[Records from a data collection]
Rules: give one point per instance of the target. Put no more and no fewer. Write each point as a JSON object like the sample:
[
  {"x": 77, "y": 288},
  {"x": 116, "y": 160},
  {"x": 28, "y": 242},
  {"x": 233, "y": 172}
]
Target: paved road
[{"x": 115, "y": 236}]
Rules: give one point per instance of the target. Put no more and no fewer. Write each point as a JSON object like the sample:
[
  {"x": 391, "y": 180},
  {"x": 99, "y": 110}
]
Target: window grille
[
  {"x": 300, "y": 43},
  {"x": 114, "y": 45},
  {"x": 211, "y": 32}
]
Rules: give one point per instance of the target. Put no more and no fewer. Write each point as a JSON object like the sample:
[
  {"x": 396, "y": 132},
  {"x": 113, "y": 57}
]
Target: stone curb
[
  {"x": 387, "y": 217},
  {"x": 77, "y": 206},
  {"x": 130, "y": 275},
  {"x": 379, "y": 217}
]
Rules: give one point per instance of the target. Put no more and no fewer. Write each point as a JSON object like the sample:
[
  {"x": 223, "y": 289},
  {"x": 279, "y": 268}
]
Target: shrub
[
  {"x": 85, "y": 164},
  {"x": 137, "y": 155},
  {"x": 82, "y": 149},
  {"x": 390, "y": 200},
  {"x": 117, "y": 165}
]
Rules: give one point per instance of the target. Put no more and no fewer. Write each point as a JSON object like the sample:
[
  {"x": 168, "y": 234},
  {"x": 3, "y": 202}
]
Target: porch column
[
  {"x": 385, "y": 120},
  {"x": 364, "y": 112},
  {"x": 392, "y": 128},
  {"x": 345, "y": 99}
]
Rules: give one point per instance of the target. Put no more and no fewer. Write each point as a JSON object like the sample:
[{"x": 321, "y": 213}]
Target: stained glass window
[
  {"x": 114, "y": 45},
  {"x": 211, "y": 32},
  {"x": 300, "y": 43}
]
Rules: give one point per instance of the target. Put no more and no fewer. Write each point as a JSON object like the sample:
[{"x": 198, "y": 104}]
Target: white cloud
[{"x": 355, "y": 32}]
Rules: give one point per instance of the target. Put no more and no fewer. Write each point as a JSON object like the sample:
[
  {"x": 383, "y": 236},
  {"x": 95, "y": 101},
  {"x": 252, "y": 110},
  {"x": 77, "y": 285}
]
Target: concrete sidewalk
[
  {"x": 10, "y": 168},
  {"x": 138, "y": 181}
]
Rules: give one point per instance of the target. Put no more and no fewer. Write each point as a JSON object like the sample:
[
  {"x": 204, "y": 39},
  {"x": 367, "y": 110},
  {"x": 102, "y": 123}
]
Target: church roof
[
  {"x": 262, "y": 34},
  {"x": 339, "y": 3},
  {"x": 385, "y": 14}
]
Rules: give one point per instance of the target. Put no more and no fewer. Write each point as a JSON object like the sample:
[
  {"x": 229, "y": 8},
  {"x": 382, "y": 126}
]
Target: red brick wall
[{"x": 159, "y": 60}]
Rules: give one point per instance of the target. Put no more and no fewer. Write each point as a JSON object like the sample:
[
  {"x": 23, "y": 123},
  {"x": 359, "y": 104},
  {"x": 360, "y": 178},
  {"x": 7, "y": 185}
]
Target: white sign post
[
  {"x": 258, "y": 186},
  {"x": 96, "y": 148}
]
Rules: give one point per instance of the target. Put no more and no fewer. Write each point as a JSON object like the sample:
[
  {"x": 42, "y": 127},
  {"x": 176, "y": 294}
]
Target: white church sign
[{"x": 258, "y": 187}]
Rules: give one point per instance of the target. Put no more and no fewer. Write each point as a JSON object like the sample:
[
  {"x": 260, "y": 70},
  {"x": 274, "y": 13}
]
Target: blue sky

→ **GOAL**
Extract each entry in full and write it down exactly.

→ **COMPLETED TASK**
Rules: give one point per instance of the target. Put no more and no fewer. Write each point as a JSON object like the sample:
[
  {"x": 77, "y": 288},
  {"x": 116, "y": 160},
  {"x": 28, "y": 242},
  {"x": 233, "y": 172}
]
Target: paved road
[{"x": 115, "y": 236}]
Rules: give one point per instance of the target. Put no more and no fewer. Write each point as a JSON object like the sample:
[
  {"x": 391, "y": 180},
  {"x": 99, "y": 110}
]
Target: window grille
[
  {"x": 300, "y": 43},
  {"x": 114, "y": 45},
  {"x": 211, "y": 32}
]
Rules: give one point per instance of the target. Put no more and no fewer. Write each point as a JSON object like the sample:
[
  {"x": 396, "y": 132},
  {"x": 113, "y": 57}
]
Target: stone curb
[
  {"x": 387, "y": 217},
  {"x": 77, "y": 206},
  {"x": 130, "y": 275},
  {"x": 379, "y": 217}
]
Rules: give one point per instance of the target. Put no more and no fewer. Write each point as a JSON object like the sample:
[
  {"x": 223, "y": 289},
  {"x": 279, "y": 268}
]
Target: shrub
[
  {"x": 85, "y": 164},
  {"x": 137, "y": 155},
  {"x": 82, "y": 149},
  {"x": 390, "y": 200},
  {"x": 117, "y": 165}
]
Rules: give one point per instance of the target. Put no more and no fewer. Write each point as a JSON object like the sample:
[
  {"x": 168, "y": 234},
  {"x": 3, "y": 202}
]
Target: porch column
[
  {"x": 385, "y": 120},
  {"x": 364, "y": 112},
  {"x": 392, "y": 128},
  {"x": 345, "y": 99}
]
Rules: give one point per instance of the target. Put no more and no fewer. Write each point as a JSON object like the sample:
[{"x": 321, "y": 213}]
Target: stained glass window
[
  {"x": 114, "y": 45},
  {"x": 211, "y": 32},
  {"x": 300, "y": 43}
]
Rules: give one point per instance of the target. Put no more and no fewer. Write each point as a JSON object like the sample:
[{"x": 198, "y": 104}]
Target: white cloud
[{"x": 355, "y": 32}]
Rules: give one point per instance of the target. Put no more and no fewer. Write each point as a JSON object like the sample:
[
  {"x": 383, "y": 236},
  {"x": 95, "y": 101},
  {"x": 252, "y": 110},
  {"x": 77, "y": 285}
]
Target: concrete sidewalk
[
  {"x": 10, "y": 168},
  {"x": 138, "y": 181}
]
Rules: give one point per instance of the target. Put no more and no fewer. Write each point as a JSON object like the sample:
[
  {"x": 204, "y": 39},
  {"x": 367, "y": 110},
  {"x": 102, "y": 123}
]
Target: church roof
[
  {"x": 262, "y": 34},
  {"x": 339, "y": 3},
  {"x": 385, "y": 14}
]
Rules: give one point per instance of the target. Put no more and no fewer. Write each point as a JSON object like the sample:
[
  {"x": 229, "y": 8},
  {"x": 382, "y": 126}
]
Target: red brick wall
[{"x": 159, "y": 60}]
Rules: give one point per instance of the target. Put no more and no fewer. Write each point as a JSON object like the sample:
[
  {"x": 23, "y": 123},
  {"x": 359, "y": 104},
  {"x": 360, "y": 178},
  {"x": 7, "y": 185}
]
Target: white sign post
[
  {"x": 258, "y": 186},
  {"x": 96, "y": 148}
]
Rules: give one point per instance of the target. Put no more and no fewer. Write each point as a JSON object like the sample:
[
  {"x": 42, "y": 127},
  {"x": 176, "y": 294}
]
Target: white church sign
[{"x": 258, "y": 187}]
Rules: give one point per instance of the target. Put no more and no fewer. Write each point as a JSON object like the sample:
[
  {"x": 260, "y": 70},
  {"x": 274, "y": 13}
]
Target: blue sky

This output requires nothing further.